Text under study
○ ○ ○ ○ ○

Call it dictatorial or simply ironic, the residents of a Bedouin village in Israel's Negev desert are facing peculiar circumstances, where they are being forced to pay for the government expenses involved in demolishing their own homes!

Israeli authorities filed a claim for 1.8 million NIS (more than $500,000) with a court on July 26 for the expense of destroying the structures and evicting the residents of al-'Araqib village as many as 28 times over the past year, reports Amnesty International. The most recent eviction took place on July 25.

The villagers claim that the settlement is within the limits of their ancestral land, but the authorities accuse residents of illegally encroaching "unrecognized" property.

"This lawsuit beggars belief - the Israeli authorities cannot reasonably expect the Bedouin villagers to fund the repeated destruction of their own homes and livelihoods," said Philip Luther, Amnesty International's Deputy Middle East and North Africa Director.

The recent demolition of al-'Araqib occurred as a community festival and children's summer camp organized by the residents were progressing. Israeli authorities entered the village with at least 20 vehicles and a bulldozer to demolish makeshift structures, reports Amnesty International quoting local NGOs.

The Israeli authorities are planning to turn the land into forest and have struck a deal with the Jewish National Fund, a semi-governmental organization which has already started landscaping the surrounding land.

Earlier eviction attempts by the administration had reportedly ended in violence and hospitalization of the residents. In July 2010, more than 1,000 police officers entered the village and destroyed as many as 46 homes and other structures, including animal pens, water tanks and olive trees. In February 2010, bulldozers and around 40 riot police forced people into the village cemetery, in an attempt to terrorize them, and subjected them to sponge-tipped bullets and tear gas. Three women and two children were hospitalized after the incident.

○ ○ ○ ○ ○

Supplied records
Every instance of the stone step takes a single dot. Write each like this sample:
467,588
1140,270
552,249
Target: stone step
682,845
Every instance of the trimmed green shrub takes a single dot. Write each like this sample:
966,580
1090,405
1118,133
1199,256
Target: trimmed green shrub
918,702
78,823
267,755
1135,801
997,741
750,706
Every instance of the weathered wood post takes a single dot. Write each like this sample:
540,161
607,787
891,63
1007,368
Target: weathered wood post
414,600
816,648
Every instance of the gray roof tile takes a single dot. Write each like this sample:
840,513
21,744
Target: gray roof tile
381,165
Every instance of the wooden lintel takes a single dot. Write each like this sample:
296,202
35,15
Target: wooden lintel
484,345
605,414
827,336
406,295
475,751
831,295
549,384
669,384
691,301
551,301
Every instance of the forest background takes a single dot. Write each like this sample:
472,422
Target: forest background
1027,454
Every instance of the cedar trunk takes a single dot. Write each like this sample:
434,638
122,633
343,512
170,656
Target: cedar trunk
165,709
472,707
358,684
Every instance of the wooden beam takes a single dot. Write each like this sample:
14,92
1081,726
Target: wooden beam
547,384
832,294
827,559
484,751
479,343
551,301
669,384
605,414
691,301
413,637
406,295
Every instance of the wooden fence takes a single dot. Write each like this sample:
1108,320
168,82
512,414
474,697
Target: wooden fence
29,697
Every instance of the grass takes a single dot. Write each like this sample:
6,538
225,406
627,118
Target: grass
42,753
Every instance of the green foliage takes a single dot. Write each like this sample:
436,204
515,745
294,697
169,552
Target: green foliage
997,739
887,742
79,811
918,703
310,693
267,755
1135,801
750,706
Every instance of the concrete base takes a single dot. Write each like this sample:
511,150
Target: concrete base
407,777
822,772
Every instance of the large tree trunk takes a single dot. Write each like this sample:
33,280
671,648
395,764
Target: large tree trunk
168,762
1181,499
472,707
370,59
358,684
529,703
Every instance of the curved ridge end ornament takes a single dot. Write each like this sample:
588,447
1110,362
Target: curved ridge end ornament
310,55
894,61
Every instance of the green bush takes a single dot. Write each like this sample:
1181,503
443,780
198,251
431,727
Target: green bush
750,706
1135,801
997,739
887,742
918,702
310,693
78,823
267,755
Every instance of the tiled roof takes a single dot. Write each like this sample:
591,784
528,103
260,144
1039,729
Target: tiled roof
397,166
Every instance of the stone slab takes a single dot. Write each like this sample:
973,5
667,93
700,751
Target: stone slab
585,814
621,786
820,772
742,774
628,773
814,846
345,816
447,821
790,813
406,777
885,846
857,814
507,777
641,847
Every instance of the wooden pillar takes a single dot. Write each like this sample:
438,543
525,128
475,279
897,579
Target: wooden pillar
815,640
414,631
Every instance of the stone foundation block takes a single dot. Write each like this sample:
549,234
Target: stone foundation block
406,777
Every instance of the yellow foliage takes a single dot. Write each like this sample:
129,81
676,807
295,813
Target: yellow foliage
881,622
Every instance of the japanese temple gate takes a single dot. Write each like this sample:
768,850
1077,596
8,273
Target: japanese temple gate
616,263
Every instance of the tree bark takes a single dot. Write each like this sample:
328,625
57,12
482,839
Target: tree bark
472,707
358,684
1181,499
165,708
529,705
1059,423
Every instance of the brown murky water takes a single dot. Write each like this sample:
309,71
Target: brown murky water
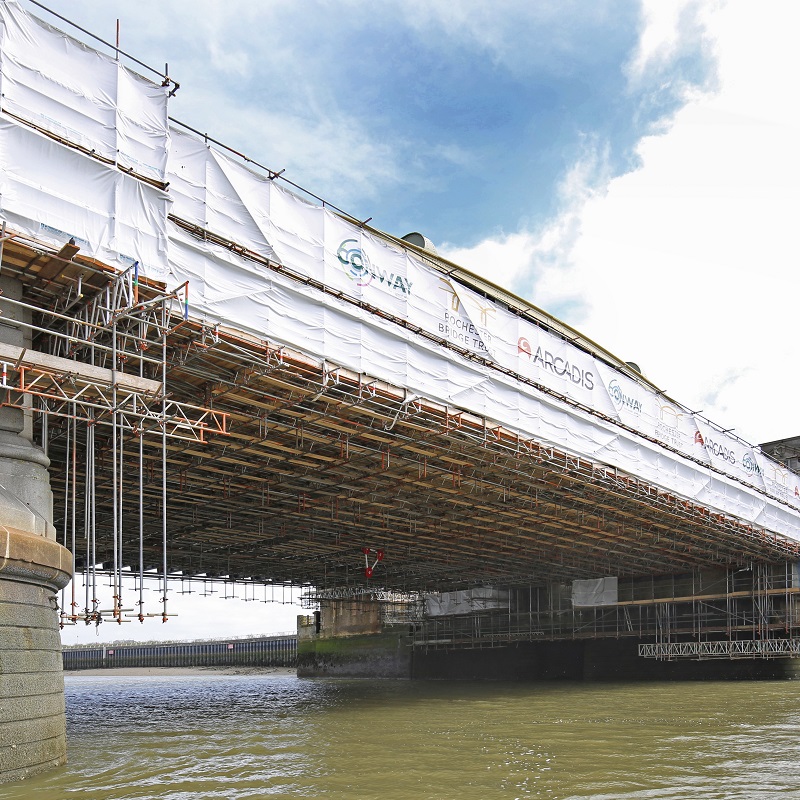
273,736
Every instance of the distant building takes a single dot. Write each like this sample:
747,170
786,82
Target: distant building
785,450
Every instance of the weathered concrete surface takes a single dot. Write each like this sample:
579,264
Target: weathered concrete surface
33,567
377,655
352,643
32,720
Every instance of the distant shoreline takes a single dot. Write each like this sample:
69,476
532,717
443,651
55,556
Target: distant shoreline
167,672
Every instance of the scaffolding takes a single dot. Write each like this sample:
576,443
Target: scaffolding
191,450
702,614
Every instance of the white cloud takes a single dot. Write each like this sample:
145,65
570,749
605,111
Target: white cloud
688,264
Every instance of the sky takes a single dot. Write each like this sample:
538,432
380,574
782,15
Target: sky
630,166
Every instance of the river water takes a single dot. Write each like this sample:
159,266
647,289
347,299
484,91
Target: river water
276,736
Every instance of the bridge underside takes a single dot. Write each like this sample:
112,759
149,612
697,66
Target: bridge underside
319,463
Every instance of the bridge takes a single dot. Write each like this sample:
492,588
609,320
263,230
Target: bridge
221,376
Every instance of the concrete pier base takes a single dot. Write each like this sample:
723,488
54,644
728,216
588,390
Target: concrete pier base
32,720
33,567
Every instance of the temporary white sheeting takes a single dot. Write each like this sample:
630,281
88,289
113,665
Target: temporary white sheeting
595,592
496,363
318,244
78,94
55,193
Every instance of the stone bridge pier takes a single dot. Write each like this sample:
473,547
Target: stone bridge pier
33,567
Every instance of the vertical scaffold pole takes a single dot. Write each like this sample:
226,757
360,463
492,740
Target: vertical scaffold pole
115,476
165,322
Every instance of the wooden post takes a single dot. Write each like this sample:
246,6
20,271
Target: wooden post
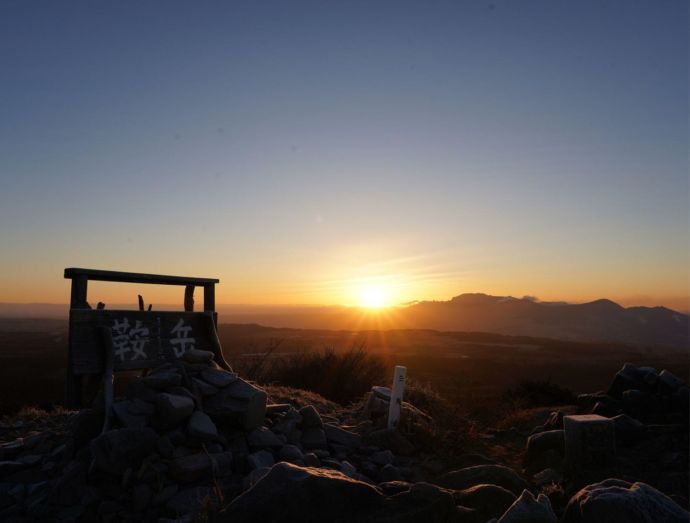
189,298
73,383
210,297
396,396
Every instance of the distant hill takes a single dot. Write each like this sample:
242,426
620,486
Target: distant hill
600,320
596,321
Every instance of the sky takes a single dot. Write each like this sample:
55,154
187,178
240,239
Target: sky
328,152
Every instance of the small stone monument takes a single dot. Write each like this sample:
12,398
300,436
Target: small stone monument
590,443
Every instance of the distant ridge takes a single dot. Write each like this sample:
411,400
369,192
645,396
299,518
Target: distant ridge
600,320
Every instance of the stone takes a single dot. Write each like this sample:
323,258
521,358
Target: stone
618,500
547,477
382,457
141,497
543,441
628,430
348,468
117,450
197,356
288,493
528,509
589,442
490,501
262,437
187,469
311,460
218,377
290,453
335,434
390,472
310,417
260,459
162,380
632,377
669,383
314,438
125,416
192,500
171,410
240,404
483,474
205,389
201,426
392,440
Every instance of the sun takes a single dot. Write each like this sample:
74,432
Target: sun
373,297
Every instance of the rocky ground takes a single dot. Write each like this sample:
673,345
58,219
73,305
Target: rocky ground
192,442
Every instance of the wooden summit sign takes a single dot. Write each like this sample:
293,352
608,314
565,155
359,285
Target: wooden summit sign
106,341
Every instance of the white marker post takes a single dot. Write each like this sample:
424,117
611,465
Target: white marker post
396,396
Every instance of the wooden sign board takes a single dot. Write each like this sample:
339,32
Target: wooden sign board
141,339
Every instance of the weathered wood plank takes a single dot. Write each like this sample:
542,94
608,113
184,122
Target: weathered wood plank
136,277
141,339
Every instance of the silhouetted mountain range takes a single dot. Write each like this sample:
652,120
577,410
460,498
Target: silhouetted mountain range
600,320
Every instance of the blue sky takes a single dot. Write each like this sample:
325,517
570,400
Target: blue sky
302,150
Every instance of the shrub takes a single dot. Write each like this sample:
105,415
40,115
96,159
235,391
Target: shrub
538,393
338,376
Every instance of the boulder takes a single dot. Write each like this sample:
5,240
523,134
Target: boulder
218,377
314,438
490,501
239,403
201,426
117,450
171,410
292,493
392,440
194,467
310,417
543,441
335,434
262,437
527,509
197,356
483,474
618,500
260,459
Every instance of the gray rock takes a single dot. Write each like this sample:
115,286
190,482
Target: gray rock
335,434
117,450
310,417
124,414
490,501
262,437
314,438
527,509
200,426
618,500
484,474
239,403
218,377
171,410
382,457
290,453
260,459
162,380
197,356
392,440
188,469
543,441
311,460
205,389
390,473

○ ○ ○ ○ ○

What to do
Translate this sentence from the article on al-'Araqib into Spanish: "The Israeli authorities are planning to turn the land into forest and have struck a deal with the Jewish National Fund, a semi-governmental organization which has already started landscaping the surrounding land." The rows have no connection to the article on al-'Araqib.

Response
Las autoridades israelíes planean convertir el terreno en bosque y han llegado a un acuerdo con el Fondo Nacional Judío, una organización semigubernamental que ya ha comenzado a acondicionar paisajísticamente el terreno circundante.